→ **Aim 1**
Select every row that contains the word "topiary", treating uppercase and lowercase as different.

→ **Quoted text**
====

Direct Answer

This is a free crochet pattern for an evidence bag pouch: a 5 by 7 inch envelope style pouch in manila gold worsted cotton, with a red tamper seal band on the flap, a white chain of custody label panel on the front, and a button closure. Confident beginner level. Single crochet throughout. A full version with lettering templates, three sizes, and a printable custody tag is available as a paid PDF.

Key Points

The pouch is worked as one flat strip of single crochet, 20 stitches wide and 78 rows long, then folded and seamed. No shaping, no joins in the round.

The red band on the flap is a four row color change. The buttonhole is a two stitch chain space. Those are the only two techniques beyond plain single crochet.

The white label panel is crocheted separately, embroidered with four backstitch lines to suggest a custody form, and sewn on. You can write on it with a fabric pen.

Gauge matters here the way it matters everywhere else on this site: if you do not verify it, the finished object will not match the record.

====

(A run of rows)
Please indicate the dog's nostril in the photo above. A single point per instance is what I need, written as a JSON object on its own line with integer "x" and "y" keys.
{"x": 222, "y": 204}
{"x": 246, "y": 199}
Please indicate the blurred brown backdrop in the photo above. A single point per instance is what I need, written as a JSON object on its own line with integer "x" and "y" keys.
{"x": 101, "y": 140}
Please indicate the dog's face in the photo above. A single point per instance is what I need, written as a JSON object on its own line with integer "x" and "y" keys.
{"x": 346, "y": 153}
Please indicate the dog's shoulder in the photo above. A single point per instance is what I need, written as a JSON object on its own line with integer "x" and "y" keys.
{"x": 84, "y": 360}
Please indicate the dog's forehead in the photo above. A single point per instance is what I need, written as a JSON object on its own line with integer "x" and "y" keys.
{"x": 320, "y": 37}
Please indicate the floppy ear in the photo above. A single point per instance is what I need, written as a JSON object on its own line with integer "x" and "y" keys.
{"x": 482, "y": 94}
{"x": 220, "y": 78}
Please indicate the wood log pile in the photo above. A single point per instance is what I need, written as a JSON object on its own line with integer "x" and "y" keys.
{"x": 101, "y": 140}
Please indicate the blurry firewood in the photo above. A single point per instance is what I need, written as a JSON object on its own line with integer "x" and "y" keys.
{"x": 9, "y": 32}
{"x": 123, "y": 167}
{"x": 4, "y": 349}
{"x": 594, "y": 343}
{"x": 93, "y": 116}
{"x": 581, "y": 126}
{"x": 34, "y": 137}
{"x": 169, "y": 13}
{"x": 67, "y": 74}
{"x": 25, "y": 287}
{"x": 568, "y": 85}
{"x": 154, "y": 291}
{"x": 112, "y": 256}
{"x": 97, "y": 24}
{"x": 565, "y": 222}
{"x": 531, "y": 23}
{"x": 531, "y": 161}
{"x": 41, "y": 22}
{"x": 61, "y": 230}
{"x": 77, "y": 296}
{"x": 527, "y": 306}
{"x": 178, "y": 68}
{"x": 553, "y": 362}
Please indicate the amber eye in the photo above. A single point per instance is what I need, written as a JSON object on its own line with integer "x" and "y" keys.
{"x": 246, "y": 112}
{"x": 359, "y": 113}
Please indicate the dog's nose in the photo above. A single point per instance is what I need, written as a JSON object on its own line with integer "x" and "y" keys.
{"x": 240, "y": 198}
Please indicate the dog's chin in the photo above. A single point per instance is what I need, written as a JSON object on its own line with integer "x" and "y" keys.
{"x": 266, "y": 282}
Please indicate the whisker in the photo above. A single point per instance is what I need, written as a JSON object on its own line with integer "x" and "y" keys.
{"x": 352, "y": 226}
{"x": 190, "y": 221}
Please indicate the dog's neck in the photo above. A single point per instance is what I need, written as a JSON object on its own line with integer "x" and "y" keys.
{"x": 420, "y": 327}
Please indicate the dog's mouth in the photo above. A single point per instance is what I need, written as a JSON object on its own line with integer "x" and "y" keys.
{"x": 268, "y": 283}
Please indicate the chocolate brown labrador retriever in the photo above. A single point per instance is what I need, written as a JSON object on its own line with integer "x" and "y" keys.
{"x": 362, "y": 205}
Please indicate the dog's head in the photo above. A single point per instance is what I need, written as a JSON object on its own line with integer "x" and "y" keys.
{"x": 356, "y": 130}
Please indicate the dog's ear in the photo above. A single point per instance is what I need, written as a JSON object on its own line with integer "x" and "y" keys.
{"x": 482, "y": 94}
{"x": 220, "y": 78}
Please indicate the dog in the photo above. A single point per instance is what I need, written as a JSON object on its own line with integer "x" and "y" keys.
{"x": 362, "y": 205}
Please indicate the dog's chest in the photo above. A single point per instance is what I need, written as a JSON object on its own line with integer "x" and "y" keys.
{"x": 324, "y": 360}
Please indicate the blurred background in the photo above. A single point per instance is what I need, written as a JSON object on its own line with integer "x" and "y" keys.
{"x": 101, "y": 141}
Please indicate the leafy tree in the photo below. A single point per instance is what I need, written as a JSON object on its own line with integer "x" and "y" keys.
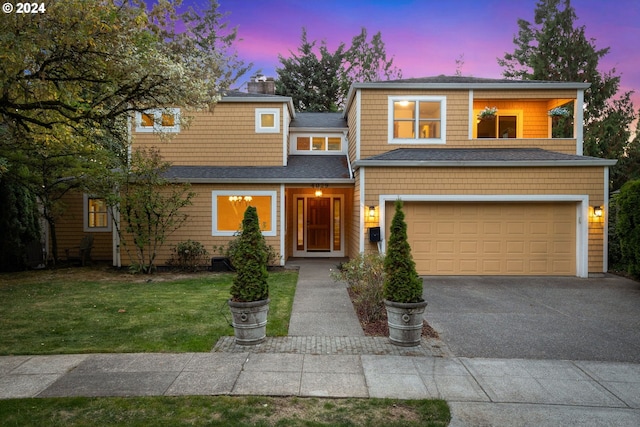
{"x": 313, "y": 82}
{"x": 148, "y": 206}
{"x": 554, "y": 49}
{"x": 19, "y": 224}
{"x": 401, "y": 283}
{"x": 321, "y": 83}
{"x": 628, "y": 226}
{"x": 250, "y": 261}
{"x": 367, "y": 61}
{"x": 70, "y": 77}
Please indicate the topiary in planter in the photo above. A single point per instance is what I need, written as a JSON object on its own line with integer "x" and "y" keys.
{"x": 402, "y": 287}
{"x": 402, "y": 283}
{"x": 250, "y": 261}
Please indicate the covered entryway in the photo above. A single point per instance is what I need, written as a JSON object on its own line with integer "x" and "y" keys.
{"x": 491, "y": 238}
{"x": 319, "y": 225}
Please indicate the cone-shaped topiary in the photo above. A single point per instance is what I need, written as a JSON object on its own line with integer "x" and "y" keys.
{"x": 402, "y": 283}
{"x": 250, "y": 262}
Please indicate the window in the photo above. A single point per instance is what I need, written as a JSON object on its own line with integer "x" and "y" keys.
{"x": 318, "y": 144}
{"x": 267, "y": 120}
{"x": 417, "y": 120}
{"x": 161, "y": 120}
{"x": 96, "y": 214}
{"x": 229, "y": 206}
{"x": 506, "y": 124}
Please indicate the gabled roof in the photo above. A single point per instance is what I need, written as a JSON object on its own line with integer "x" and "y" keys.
{"x": 480, "y": 157}
{"x": 462, "y": 82}
{"x": 330, "y": 169}
{"x": 238, "y": 96}
{"x": 319, "y": 121}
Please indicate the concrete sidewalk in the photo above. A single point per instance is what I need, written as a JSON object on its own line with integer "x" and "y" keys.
{"x": 480, "y": 391}
{"x": 326, "y": 355}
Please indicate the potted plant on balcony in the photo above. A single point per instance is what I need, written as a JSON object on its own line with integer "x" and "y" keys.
{"x": 488, "y": 113}
{"x": 402, "y": 286}
{"x": 249, "y": 302}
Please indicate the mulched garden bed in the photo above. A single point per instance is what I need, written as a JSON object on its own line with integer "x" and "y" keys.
{"x": 381, "y": 328}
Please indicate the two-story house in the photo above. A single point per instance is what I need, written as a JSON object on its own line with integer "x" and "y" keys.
{"x": 507, "y": 195}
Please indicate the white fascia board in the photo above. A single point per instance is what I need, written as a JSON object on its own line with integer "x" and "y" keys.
{"x": 488, "y": 163}
{"x": 263, "y": 180}
{"x": 520, "y": 84}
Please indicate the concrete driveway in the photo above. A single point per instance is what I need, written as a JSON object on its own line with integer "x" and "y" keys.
{"x": 564, "y": 318}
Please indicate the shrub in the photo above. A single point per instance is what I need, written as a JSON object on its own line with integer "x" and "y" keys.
{"x": 364, "y": 276}
{"x": 189, "y": 255}
{"x": 250, "y": 261}
{"x": 402, "y": 283}
{"x": 628, "y": 226}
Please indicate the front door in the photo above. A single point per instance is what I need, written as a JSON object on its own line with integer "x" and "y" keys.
{"x": 319, "y": 226}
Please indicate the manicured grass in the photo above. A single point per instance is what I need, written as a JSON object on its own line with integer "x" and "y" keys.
{"x": 84, "y": 310}
{"x": 223, "y": 411}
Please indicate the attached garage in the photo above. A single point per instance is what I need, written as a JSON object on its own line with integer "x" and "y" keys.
{"x": 491, "y": 238}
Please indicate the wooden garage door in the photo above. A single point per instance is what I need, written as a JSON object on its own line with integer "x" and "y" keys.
{"x": 491, "y": 238}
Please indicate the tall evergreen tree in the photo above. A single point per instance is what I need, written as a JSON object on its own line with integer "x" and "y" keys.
{"x": 553, "y": 48}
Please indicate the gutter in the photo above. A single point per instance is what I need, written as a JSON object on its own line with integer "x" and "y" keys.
{"x": 483, "y": 163}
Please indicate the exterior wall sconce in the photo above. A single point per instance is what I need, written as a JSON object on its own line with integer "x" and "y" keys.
{"x": 239, "y": 199}
{"x": 598, "y": 211}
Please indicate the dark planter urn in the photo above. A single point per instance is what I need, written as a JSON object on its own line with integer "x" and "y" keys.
{"x": 249, "y": 321}
{"x": 405, "y": 322}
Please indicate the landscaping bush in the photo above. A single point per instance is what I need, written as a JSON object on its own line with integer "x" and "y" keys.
{"x": 628, "y": 226}
{"x": 402, "y": 283}
{"x": 189, "y": 255}
{"x": 364, "y": 275}
{"x": 250, "y": 261}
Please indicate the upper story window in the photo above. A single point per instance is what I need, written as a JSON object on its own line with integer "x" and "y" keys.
{"x": 417, "y": 119}
{"x": 96, "y": 214}
{"x": 504, "y": 124}
{"x": 267, "y": 120}
{"x": 158, "y": 120}
{"x": 317, "y": 144}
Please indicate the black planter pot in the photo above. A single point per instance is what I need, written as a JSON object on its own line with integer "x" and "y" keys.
{"x": 405, "y": 322}
{"x": 249, "y": 321}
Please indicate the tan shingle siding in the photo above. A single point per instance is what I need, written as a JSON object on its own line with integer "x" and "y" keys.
{"x": 224, "y": 137}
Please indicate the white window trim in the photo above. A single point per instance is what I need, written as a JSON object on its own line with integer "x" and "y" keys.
{"x": 294, "y": 143}
{"x": 85, "y": 216}
{"x": 519, "y": 123}
{"x": 418, "y": 141}
{"x": 157, "y": 118}
{"x": 275, "y": 128}
{"x": 214, "y": 210}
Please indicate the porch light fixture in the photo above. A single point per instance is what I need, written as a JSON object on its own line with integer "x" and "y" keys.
{"x": 240, "y": 199}
{"x": 372, "y": 212}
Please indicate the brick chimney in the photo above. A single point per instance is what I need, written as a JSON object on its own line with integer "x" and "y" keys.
{"x": 262, "y": 84}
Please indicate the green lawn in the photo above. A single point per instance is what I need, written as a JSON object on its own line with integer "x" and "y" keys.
{"x": 89, "y": 310}
{"x": 222, "y": 411}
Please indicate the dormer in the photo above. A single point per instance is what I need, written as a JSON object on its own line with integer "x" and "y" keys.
{"x": 318, "y": 134}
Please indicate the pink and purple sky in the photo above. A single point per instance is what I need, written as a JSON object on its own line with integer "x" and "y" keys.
{"x": 425, "y": 37}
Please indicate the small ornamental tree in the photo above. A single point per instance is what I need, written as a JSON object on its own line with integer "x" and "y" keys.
{"x": 402, "y": 283}
{"x": 628, "y": 226}
{"x": 250, "y": 261}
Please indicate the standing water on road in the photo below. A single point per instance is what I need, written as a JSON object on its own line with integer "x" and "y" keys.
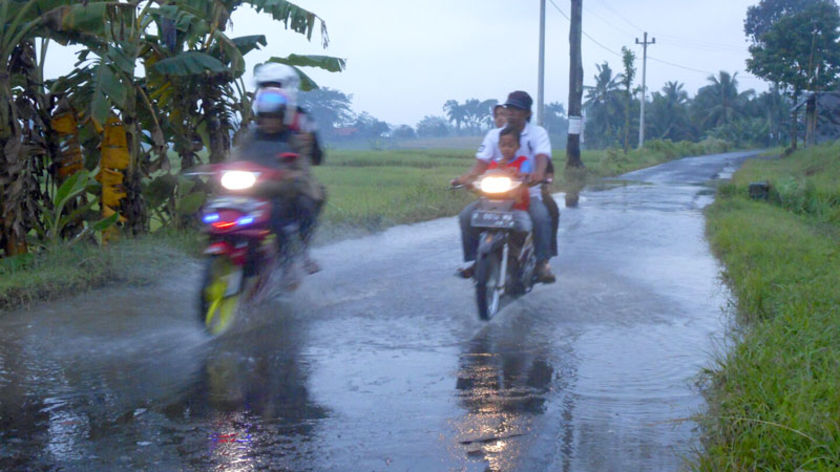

====

→ **Aim 2**
List every color the pouch pattern names.

→ **Correct result 1**
Please indicate the topiary in planter in the photo above. A single point per instance is what I need, written as a JSON object on its own line with integer "x" and "y" keys.
Please indicate the cone-shaped topiary in the photo above. A single point per instance is what I need, written as a JSON object on its own line with integer "x" and "y" keys.

→ **Correct result 2**
- manila gold
- red
- white